## Records shown
########################################

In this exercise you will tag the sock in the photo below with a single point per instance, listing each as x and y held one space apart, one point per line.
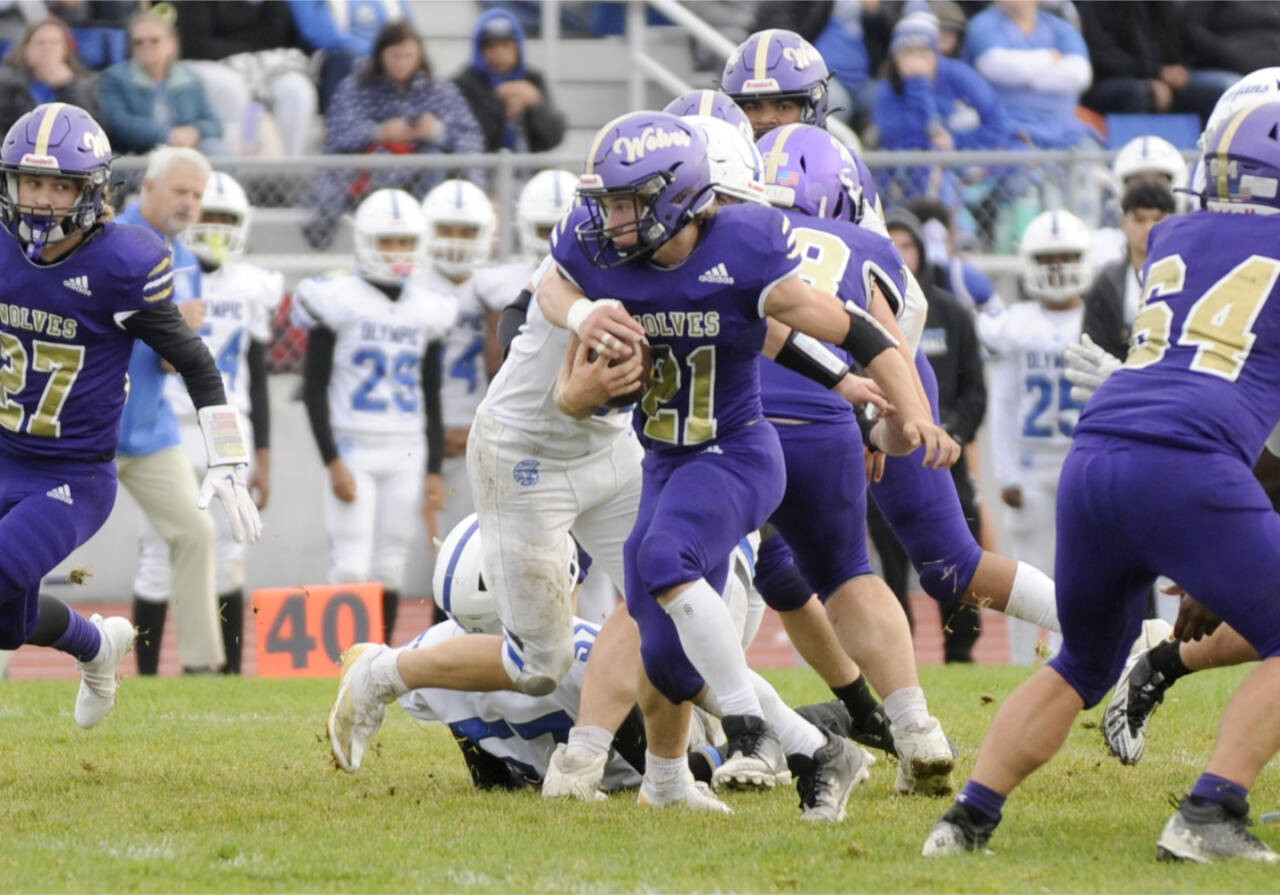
1032 598
231 612
387 676
149 619
707 634
391 608
798 736
1168 660
666 775
68 631
858 699
906 707
589 740
987 803
1212 789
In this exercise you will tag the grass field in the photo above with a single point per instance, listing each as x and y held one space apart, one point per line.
225 785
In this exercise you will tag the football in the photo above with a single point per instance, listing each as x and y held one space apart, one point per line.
647 370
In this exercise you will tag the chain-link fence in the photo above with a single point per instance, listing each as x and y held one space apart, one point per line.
300 204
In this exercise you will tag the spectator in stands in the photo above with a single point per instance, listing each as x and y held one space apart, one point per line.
1038 65
42 68
250 53
1139 65
152 99
392 105
343 31
853 37
508 100
951 345
1111 302
1240 36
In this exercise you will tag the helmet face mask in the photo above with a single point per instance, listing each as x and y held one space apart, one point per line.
460 227
657 163
54 140
389 214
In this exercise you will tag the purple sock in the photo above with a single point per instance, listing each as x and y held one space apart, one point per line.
978 798
81 638
1212 789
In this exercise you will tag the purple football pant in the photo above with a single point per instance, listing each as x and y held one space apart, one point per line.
1129 511
924 511
822 519
48 508
695 506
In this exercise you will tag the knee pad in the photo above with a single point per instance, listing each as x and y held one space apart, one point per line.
536 672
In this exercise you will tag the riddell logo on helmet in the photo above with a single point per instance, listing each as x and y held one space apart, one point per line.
33 160
649 140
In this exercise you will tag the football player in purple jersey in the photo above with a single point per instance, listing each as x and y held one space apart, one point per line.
1159 482
77 292
702 282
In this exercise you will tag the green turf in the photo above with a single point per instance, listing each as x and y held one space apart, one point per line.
225 785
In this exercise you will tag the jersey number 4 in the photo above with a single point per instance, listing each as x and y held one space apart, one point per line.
1220 324
63 362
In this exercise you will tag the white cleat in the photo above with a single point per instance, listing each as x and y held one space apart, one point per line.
571 776
924 758
97 676
694 797
359 709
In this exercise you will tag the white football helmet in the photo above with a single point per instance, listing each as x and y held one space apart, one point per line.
1050 236
736 167
544 200
458 204
215 242
458 584
1147 155
389 213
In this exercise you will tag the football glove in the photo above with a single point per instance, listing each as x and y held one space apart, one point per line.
1087 368
228 462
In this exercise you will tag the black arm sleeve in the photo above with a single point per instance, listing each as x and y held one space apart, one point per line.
316 370
259 402
432 379
512 319
164 329
970 403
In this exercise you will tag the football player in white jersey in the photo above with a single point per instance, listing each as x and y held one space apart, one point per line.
460 228
1032 410
369 392
240 300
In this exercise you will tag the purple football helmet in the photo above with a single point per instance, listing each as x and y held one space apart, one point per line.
657 160
54 140
778 64
1242 161
808 169
712 104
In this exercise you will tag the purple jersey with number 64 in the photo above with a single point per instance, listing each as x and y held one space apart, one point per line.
1203 371
704 320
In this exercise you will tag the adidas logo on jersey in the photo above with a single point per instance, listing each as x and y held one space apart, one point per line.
78 284
717 274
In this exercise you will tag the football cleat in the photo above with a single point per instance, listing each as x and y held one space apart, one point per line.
694 797
755 758
956 832
97 676
826 780
926 757
359 709
1203 832
574 776
1124 722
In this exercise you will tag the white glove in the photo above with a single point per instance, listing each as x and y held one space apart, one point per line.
228 459
1087 368
228 484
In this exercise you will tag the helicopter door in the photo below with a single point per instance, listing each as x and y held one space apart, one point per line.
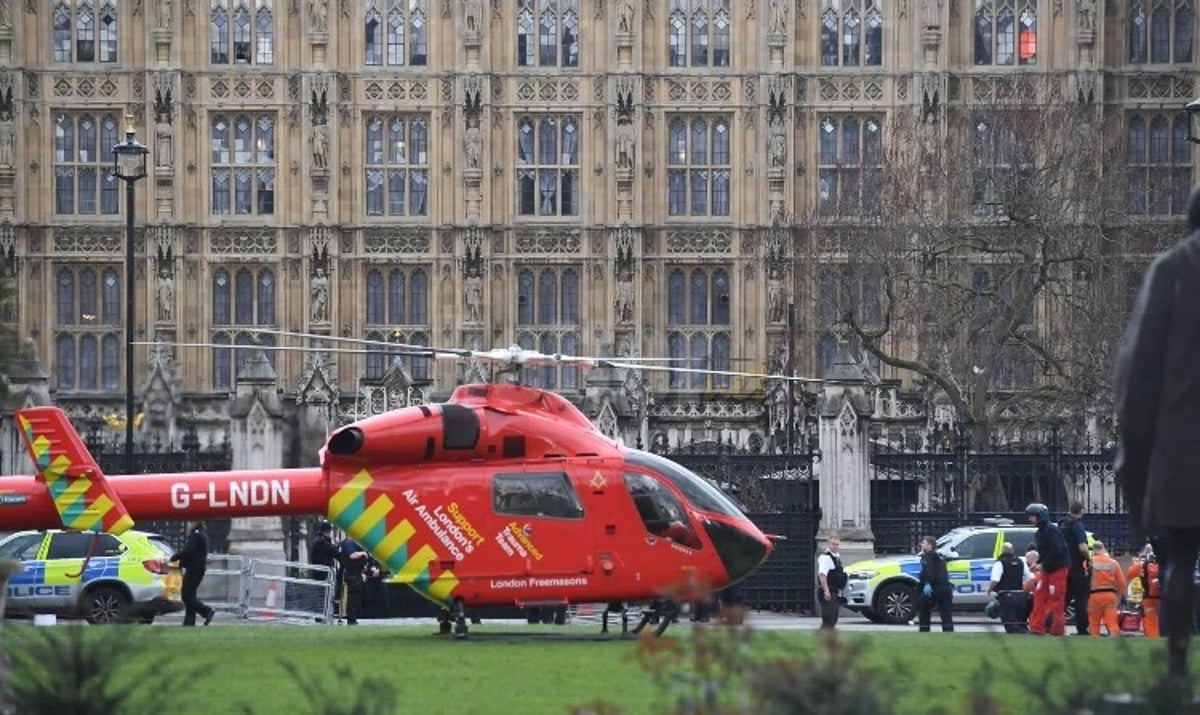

########################################

## Problem statement
Take the listing and print it again exactly, but without any pictures.

## The result
In this exercise you will tag the sock in the photo below with a single point per instance, listing each as x and y held one space apart, one point per line.
1032 598
231 612
387 676
149 619
707 634
391 608
798 736
1168 660
666 775
68 631
858 699
906 707
589 740
987 803
1212 789
In this exercise you will tag the grass field in the photo above with a single point per instance, listing each as x and y held one space apart, one point per line.
225 785
In this exercise you will tag the football in the photo above with a single point per instance, listing each as x and y held one space apart, one point per line.
647 370
In this exercise you will tag the chain-link fence in the photo above with a single point per instance, listing each as x and y held one space apart, one point per line.
300 204
In this exercise you will tag the spectator in stands in the photo above with a single point per instance, listing each as x and y held one space apart, one point per line.
1038 65
42 68
250 53
1139 65
152 99
392 105
343 31
853 37
508 100
951 345
1111 302
1240 36
In this exercise you will tag the helmet face mask in the photo above with a single point per instance, listing each as x and y held one space apart, one point per line.
460 227
657 163
54 140
389 214
In this exercise you will tag the purple sock in the photo above with a single point per instance, listing each as x and y held one space apart, one point per line.
978 798
81 638
1212 789
In this exercise you will tag the purple football pant in the photo above with a single point per instance, listing each as x and y held one space apart, one point per line.
1129 511
924 511
822 519
48 508
695 506
In this exercise you will tag the knee pad in the photo above with a single point per instance, listing each as x and y held one space apart, one point per line.
536 672
In this exercise you will tag the riddell logo on helmet in the photo above with a single point per instance, listing each as x and y held one space apart, one point per line.
33 160
649 140
In this exercise you will tag the football player in purple jersey in the photo above with a single point per instance, listing each as x and y held one space apart, one point per line.
1159 482
77 292
702 282
In this exercise you will tag the green turf in the photo above with a single point per instance, listing each as x and y held one space apart, one point per line.
225 785
In this exercise you will tag the jersey number 4 in the photo above with a single point per instance, listing each as x and y held one space apart, one point per line.
1220 324
63 362
In this exercise you will tag the white cleat in the photo above with a single point per instance, listing each as x and y held one space apart, one point per line.
571 776
924 758
97 676
694 797
359 709
In this exercise you will tag the white football helmet in the photo above with a single point per instance, listing each as x and y held one space apart, one point per line.
1050 236
736 167
544 200
458 204
215 242
458 584
1147 155
389 213
In this exercise you will tag the football glove in the photo above with a single point per instance, listing each as x and y held one space apart, one point per line.
1087 368
228 462
In this exercise you will tag the black arm sleeve in the photo above with a single point per instance, listing each as x and y held one space apart, one point per line.
316 370
259 402
432 379
512 319
164 329
970 403
In this exercise you will tag the football player in white jersey in the photo above with a single point per instance, listing each as x and y held one space apart, one point per line.
460 228
1032 410
369 392
240 300
In this exercise you will tag the purple football helmet in the photo above with a single point per instance, listing each as x and y held one space apart, one point per line.
657 160
54 140
778 64
1242 161
808 169
712 104
In this exercise you will tag the purple jersey with number 64 in the photo above with a single point per instance, listing each as x and y held one space apart, one point per line.
1203 371
704 320
In this exercise you will tag the adidas logo on jersey in the photo above with a single point per instance, listing each as x and y held one space apart, one point per line.
78 284
717 274
In this exercise you will tag the football cleat in the photo above with a single point per instance, listing each as x and y held one space apart, one point per line.
694 797
755 758
956 832
97 676
826 780
926 757
359 709
1203 832
574 776
1124 722
In this exercise you will tag the white glove in the photo above with a single point per instance, listing each as x and y held one space apart, one point per line.
228 459
1087 368
228 484
In this exercise you will tag the helicopter door in the photo below with a single point per instance, listing each as x and y held one space apart, one point per line.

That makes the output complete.